--- START OF Source passage ---
This dissertation examines the relationship between tail risk and individual stock extreme returns in U.S. stock markets, as well as the performance of volatility timing strategies. In this thesis, I attempt to measure the relative risks posed by a multitude of uncertainties. This study mainly answers three questions: how does the tail behavior of a variety of risk factors affect the extreme return of individual stocks, what firm characteristics are associated with tail risk, and how to improve the performance of tail risk related strategies such as momentum.

To begin with, this thesis examines how the tail behavior of risk factors affects the extreme return of more than 7,000 stocks in the U.S. It identifies a total of 35 widely used risk factors from asset pricing literature, including 25 stock market factors, three bond market factors, and seven commodity market factors. By examining the univariate and multivariate conditional exceedance patterns of stocks, I compare the relative importance of risk factors in affecting extreme returns. I also investigate the tail behavior patterns of stocks in multivariate conditional situation, as well as the patterns of co-exceedance. Besides, this thesis also explores firm characteristics associated with extreme returns.

To confirm the robustness and symmetry of findings of the tail risk behavior, I examine US oil market as test samples since the effect is more obvious for oil firms, due to the fact that the volatility of commodity market is closely related to and even bigger than that in the stock and bond markets. The results indicate that the findings are consistent and robust in upper and lower tails.

I further turn to momentum which is the typical strategy related to tail risk, and focus on how to improve its performance. There are two different ways to explore this. One is the double-sort strategy which combines momentum with contrarian. The other is the volatility timing, including three methods, volatility-managed, variance-managed, and dynamic-managed strategy. At last, this thesis does the spanning test for momentum related single- and double-sort strategies.

This thesis makes several major contributions to the literature. This is the first study of the impact of tail behavior of risk factors on the tail behavior of individual stock returns. Previous studies generally focus on the average relationship between risk factors and stock returns. In this study, I aim at the tails' relationship and I find some symmetry findings in upper and lower tails.

First, it reveals the largest impact 7 individual risk factors in affecting stock extreme returns to be: Excess market return (EXMRET), FF security trading sector return(SECUR), FF bank sector stock return (BANKS), FF insurance sector stock return (INSUR), Aggregate volatility factor (DVXO), Earnings price ratio factor (EP), and Cash flow price ratio factor (CP). It also identifies the direction of such impacts.
--- END OF Source passage ---
--- START OF Supplied information ---
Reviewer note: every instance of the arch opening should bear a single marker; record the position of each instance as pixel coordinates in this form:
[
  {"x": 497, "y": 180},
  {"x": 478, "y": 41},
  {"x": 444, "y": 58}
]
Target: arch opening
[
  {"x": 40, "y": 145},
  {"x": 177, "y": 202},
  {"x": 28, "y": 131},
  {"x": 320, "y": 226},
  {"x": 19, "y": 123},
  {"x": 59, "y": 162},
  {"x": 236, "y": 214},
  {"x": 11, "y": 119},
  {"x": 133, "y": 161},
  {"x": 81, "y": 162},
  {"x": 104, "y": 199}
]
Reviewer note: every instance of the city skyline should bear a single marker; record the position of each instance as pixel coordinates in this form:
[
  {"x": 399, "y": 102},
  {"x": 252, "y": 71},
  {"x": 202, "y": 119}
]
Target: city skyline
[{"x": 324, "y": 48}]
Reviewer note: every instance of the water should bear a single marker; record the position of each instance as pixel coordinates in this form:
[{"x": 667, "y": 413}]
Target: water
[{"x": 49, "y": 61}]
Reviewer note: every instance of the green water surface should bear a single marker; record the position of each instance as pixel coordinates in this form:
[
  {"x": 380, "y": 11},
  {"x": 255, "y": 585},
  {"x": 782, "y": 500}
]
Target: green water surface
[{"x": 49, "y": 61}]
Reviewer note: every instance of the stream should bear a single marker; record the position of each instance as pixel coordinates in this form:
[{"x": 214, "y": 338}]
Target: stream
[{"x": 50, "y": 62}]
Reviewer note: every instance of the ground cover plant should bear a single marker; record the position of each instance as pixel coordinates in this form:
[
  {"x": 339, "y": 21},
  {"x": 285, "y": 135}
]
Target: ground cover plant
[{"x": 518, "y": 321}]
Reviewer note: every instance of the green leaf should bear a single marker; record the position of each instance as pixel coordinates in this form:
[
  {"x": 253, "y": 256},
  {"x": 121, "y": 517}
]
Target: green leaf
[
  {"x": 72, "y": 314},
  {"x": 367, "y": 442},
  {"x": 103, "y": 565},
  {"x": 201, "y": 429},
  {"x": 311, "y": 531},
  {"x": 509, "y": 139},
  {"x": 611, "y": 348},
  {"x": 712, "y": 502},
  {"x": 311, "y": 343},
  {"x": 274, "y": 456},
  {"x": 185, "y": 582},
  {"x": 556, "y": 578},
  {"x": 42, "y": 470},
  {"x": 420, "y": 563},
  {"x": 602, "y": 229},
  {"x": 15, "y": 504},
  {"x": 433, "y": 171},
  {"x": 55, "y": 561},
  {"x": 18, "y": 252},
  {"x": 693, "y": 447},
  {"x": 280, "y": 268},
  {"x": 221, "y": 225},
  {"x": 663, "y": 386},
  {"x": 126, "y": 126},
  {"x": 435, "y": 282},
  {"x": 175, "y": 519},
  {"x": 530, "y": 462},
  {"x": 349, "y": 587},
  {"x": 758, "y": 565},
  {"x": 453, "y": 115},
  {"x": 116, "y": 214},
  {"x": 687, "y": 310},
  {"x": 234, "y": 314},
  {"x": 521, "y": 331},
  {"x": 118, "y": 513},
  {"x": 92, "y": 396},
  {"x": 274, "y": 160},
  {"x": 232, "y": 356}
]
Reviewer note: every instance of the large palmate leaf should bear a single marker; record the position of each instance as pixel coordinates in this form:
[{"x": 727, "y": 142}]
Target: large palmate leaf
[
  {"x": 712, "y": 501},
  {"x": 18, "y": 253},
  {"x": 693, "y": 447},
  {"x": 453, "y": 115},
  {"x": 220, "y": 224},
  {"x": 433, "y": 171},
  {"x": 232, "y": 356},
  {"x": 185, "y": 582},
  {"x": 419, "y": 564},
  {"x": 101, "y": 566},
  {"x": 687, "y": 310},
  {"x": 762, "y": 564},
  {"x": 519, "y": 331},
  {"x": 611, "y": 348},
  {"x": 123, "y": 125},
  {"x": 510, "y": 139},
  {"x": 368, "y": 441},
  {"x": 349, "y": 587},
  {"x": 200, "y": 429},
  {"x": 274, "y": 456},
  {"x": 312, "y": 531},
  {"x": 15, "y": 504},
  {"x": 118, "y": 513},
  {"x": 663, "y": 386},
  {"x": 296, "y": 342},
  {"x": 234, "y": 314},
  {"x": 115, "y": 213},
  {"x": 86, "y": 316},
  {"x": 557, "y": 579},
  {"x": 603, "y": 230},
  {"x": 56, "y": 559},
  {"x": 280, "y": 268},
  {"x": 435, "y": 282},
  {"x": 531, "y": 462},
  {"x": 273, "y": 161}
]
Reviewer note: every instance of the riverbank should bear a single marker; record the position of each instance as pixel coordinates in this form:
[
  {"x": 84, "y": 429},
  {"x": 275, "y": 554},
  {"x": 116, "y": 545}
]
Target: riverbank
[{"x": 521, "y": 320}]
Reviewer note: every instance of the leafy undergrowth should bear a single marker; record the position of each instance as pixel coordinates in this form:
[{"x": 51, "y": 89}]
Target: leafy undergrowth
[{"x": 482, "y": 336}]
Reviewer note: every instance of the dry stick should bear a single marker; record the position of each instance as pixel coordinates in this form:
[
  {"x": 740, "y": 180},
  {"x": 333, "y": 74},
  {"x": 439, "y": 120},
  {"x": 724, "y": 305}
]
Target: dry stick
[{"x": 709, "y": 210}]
--- END OF Supplied information ---
## Short exercise A
Please duplicate the passage from the tail risk abstract, starting with "First, it reveals" and going on through "of such impacts.".
## Short exercise B
Answer these questions using the tail risk abstract, one answer per line:
(i) How many U.S. stocks does the study examine?
(ii) How many of the 35 risk factors come from the commodity market?
(iii) With what strategy does the double-sort approach combine momentum?
## Short exercise C
Name each risk factor that the tail risk abstract identifies as having the largest impact on stock extreme returns, along with its abbreviation.

## Exercise response A
First, it reveals the largest impact 7 individual risk factors in affecting stock extreme returns to be: Excess market return (EXMRET), FF security trading sector return(SECUR), FF bank sector stock return (BANKS), FF insurance sector stock return (INSUR), Aggregate volatility factor (DVXO), Earnings price ratio factor (EP), and Cash flow price ratio factor (CP). It also identifies the direction of such impacts.

## Exercise response B
(i) More than 7,000
(ii) Seven
(iii) Contrarian

## Exercise response C
Excess market return (EXMRET)
FF security trading sector return (SECUR)
FF bank sector stock return (BANKS)
FF insurance sector stock return (INSUR)
Aggregate volatility factor (DVXO)
Earnings price ratio factor (EP)
Cash flow price ratio factor (CP)